• **抜粋本文**
「生きているうちに私の経験を、伝えなければいけない」。最近になって、自らの経験を語り始めた森田富美子さん(93)。戦後77年の夏、その思いを改めて聞いた。 そう取材に語る森田さんは1929年6月、長崎市の大浦町に生まれた。 父は祖父の代から会社を経営。三菱工業長崎造船所の下請けで、家は裕福だった。祖父の家に預けられていた期間も長く、寵愛を受けて育った。「わがままでした」と、はにかみながら振り返る。 小さい頃の思い出といえば、祖父がタンクを動かす現場で何やら指揮をしていたこと。そして、おばに映画に連れて行ってもらったことだ。当時流行りの『愛染かつら』を見たことを、覚えている。 なぜか、なりゆきでデートに付き添うことになり、喫茶店『ツル茶ん』でおばとともに男性と向き合ったのは、いまでも笑い種だ。 祖父が亡くなった小学校中学年のころから、両親と妹、弟たちとともに暮らし始めると、割烹を買い取り改築した市中心部の家に引っ越した。日本庭園が整備され、2つの池には鯉も泳いでいるような立派な家で、庭師やお手伝いさんもいた。 「弟たちは庭でキャッチボールをしていて、私がキャッチャー役をしたこともありました。母はワンピースや小物をつくってくれて、きれいに着せてもらっていました」。そんな幼い頃は、まだ平和な時代だったように思う。 「大東亜戦争が始まる前は、戦争をそんなに感じることはありませんでした。提灯行列で大人たちが喜んで旗を振っている様子は覚えていますけれど、それがどういうことなのかはあまり理解できていなかったのかもしれません。小学校6年生ごろになると、ようやくその意味がだんだんわかってきましたね」

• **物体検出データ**
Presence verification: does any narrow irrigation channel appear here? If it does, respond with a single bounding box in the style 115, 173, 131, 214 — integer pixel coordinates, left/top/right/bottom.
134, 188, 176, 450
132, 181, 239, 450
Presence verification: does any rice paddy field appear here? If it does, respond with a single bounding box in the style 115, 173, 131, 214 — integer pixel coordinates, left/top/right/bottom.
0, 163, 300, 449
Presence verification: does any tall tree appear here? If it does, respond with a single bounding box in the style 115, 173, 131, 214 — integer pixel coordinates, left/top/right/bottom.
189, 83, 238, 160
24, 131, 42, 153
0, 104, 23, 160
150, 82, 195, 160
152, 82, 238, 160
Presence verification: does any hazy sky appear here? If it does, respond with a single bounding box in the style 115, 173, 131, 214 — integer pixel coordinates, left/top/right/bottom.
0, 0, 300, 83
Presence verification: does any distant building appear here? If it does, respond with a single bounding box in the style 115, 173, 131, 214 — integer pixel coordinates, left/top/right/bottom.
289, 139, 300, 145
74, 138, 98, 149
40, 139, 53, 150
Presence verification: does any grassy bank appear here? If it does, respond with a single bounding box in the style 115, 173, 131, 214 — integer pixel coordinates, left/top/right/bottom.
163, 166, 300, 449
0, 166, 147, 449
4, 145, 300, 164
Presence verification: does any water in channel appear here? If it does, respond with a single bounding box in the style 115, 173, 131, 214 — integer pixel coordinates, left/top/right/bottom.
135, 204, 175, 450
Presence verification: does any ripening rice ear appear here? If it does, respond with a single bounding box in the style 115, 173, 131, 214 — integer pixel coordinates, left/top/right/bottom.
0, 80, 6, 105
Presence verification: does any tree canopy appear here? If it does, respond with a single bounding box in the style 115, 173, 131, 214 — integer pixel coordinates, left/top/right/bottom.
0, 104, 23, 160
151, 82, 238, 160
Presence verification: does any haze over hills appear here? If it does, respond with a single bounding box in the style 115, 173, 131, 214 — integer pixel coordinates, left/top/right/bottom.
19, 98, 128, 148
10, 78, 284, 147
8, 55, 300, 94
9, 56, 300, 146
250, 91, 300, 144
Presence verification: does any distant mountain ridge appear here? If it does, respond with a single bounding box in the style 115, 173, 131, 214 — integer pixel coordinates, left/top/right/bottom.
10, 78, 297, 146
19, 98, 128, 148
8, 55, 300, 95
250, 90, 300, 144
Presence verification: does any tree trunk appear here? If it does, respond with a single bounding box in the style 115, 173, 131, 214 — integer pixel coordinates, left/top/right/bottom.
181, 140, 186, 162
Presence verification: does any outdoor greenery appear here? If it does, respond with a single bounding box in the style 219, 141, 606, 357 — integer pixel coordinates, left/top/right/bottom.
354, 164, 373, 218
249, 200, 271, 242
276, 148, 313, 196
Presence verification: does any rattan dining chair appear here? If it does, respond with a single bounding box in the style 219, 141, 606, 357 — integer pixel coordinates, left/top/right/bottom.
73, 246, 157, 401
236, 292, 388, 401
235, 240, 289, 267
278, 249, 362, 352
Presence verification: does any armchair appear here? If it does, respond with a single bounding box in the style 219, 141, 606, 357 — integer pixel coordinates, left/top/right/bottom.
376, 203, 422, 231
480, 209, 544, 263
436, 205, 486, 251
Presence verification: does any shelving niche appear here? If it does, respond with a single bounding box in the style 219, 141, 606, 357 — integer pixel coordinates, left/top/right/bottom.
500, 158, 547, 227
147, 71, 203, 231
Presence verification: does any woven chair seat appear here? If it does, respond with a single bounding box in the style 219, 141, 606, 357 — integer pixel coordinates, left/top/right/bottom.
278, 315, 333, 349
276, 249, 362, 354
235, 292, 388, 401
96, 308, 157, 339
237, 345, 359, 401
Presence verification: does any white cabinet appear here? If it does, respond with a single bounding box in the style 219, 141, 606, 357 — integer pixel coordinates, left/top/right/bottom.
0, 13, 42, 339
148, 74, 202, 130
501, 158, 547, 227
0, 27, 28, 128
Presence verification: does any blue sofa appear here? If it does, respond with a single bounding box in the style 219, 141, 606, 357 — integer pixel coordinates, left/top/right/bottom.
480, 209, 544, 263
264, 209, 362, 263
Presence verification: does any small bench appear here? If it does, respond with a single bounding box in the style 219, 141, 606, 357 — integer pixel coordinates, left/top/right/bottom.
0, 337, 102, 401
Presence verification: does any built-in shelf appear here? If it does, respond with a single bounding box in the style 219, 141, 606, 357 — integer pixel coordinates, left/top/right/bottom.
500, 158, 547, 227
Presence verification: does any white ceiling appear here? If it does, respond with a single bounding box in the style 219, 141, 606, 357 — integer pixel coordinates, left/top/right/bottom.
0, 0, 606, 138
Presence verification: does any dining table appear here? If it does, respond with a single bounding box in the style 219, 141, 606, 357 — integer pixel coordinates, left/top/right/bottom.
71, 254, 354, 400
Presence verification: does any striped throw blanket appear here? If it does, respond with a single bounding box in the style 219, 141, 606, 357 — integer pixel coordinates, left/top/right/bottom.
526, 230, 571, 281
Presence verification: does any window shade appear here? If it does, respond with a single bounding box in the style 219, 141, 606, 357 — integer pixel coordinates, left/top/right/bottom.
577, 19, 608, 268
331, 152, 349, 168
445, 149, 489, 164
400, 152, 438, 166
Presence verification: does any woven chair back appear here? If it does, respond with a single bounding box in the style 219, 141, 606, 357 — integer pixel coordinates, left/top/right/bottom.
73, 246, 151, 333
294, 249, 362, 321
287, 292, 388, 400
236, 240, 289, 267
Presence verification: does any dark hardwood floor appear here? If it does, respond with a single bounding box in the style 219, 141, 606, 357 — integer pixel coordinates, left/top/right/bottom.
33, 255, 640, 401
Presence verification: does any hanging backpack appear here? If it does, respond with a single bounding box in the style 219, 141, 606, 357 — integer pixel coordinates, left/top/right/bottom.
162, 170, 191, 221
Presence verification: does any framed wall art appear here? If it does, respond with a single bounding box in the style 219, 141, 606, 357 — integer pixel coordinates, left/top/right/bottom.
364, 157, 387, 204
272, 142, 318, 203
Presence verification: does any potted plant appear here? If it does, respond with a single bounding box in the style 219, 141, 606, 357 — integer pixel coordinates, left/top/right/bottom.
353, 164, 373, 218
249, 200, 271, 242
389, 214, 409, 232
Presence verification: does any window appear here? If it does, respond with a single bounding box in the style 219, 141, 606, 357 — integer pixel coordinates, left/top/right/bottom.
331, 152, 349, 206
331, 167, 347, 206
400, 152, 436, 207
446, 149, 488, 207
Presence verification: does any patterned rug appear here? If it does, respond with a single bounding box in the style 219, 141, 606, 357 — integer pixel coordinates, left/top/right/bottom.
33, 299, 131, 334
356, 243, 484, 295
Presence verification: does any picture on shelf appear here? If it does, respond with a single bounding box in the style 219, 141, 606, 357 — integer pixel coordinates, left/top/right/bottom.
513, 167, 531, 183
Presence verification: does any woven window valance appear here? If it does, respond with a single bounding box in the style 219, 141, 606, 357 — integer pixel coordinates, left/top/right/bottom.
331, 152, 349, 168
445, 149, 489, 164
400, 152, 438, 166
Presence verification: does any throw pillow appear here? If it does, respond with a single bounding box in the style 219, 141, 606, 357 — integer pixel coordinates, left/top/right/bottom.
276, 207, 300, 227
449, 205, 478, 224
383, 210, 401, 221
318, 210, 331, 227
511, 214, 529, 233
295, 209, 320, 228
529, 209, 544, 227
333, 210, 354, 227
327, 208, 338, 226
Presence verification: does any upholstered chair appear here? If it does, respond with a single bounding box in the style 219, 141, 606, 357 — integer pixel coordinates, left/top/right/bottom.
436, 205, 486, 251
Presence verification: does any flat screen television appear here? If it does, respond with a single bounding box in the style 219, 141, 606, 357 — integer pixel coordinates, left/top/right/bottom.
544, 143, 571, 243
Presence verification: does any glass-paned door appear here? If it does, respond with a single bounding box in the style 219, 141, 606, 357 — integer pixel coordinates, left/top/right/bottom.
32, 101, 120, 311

• **依頼文 A**
森田富美子さんの記事で「祖父が亡くなった小学校中学年のころから」で始まる段落を、主な事実を残して箇条書きにまとめなさい。
• **依頼文 B**
森田富美子さんの記事を、最後の文の後から書き継ぎなさい。
これらの記録は本文とは関係がない。

• **解答 A**
- 祖父が亡くなった小学校中学年のころから、両親、妹、弟たちと暮らし始めた。
- 割烹を買い取って改築した、市中心部の家に引っ越した。
- その家には日本庭園があり、2つの池では鯉が泳いでいた。
- 庭師やお手伝いさんもいた。

• **解答 B**
戦争に興奮していた大人たち

たとえば、映画館で本編の前に流れていたニュース映像では、戦争関連のものが増えていった。ハワイの真珠湾攻撃など、日本軍の勇姿を伝える内容のときは、大人たちがにわかに興奮していた。 町の中心部にあった家のすぐ近く、三菱造船所では、戦艦「武蔵」の造築もはじまっていた。街中からその様子が見えないよう、周りが塀などで目隠しされ、物々しい雰囲気だった。 「武蔵」に乗り組む兵曹3人と水兵2人が1ヶ月ほど、家に泊まりにきたこともある。兵曹はいまでも名前を覚えているくらいで、彼らが街に出かけるとき、雨が降っていたからと傘を差して途中まで付き添ったことは、いまも忘れない。 縁側に座布団を3枚並べて、なにやら神妙な面持ちで父親と話し込む兵曹たち。居間で母親と人気歌手・灰田勝彦のレコード『きらめく星座』を聴きながら、歌う水兵たちの姿。そんな場面も、目に焼き付いている。 最後の日、玄関で見送りの際、敬礼しながら彼らは「お母さん、お世話になりました」と言った。彼らがどこへと向かうのか知ってか知らでか、母親は目を伏せ、顔を合わせようとはしなかった。

「もとの生活に戻りたい」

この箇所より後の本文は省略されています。